§ **To be done**:
a - List the column names defined in the DataFrame in the pandas grouping thread.
b - In the pandas grouping thread, which R package does the poster say they use?
c - Write what comes next in the pandas grouping thread, picking up after its final line.

──────── Document excerpt

I'm an R
and data.table
user trying to use more Python
and pandas
, and when I want to do the following in pandas
, I get so frustrated because there does not seem to be an easy way:
df = pd.DataFrame({'a': [1, 1, 2, 2], 'b': [0.2, 0.2, 0.2, 0.1], 'c': [10, 9, 10, 22], 'd': [2, 3, 3, 1]})
In R
if I wanted to sum the product of b
and c
and divide on the sum of d
, grouped on a
, I would just do:
df[, sum(b*c)/sum(d), by=a]
, but this seems hard for me to do elegantly in pandas
. I mean no offence, please don't hate me, it is probably just me not understanding pandas
yet.
Solution thus far:
df[["b", "c"]].prod(axis=1).groupby(df["a"]).sum()/df.groupby("a").d.sum()
CodePudding user response:
I would have done the same as you did.

────────────────
──────── Dataset excerpt

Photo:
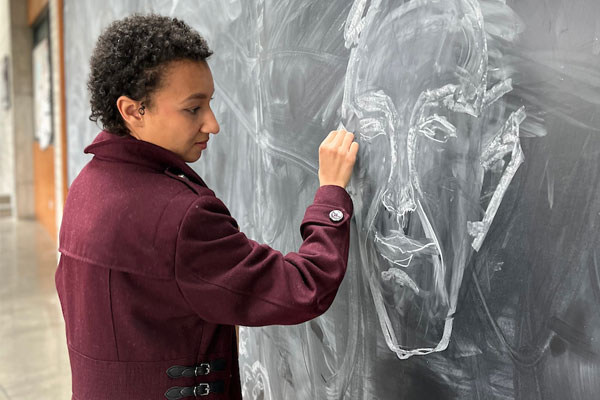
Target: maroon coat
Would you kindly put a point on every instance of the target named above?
(154, 273)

────────────────

§ **Solved tasks**:
a - a, b, c, d

b - data.table

c -
If you want you can also use groupby.apply
:
df.groupby('a').apply(lambda g: (g['b']*g['c']).sum()/g['d'].sum())
output:
a
1 0.76
2 1.05
dtype: float64
CodePudding user response:
If performance is important, avoid groupby.apply
- create helper column new
, aggregate both and last divide both columns:
s = (df.assign(new = df[["b", "c"]].prod(axis=1))
.groupby("a")[['new','d']]
.sum()
.eval('new / d'))
print (s)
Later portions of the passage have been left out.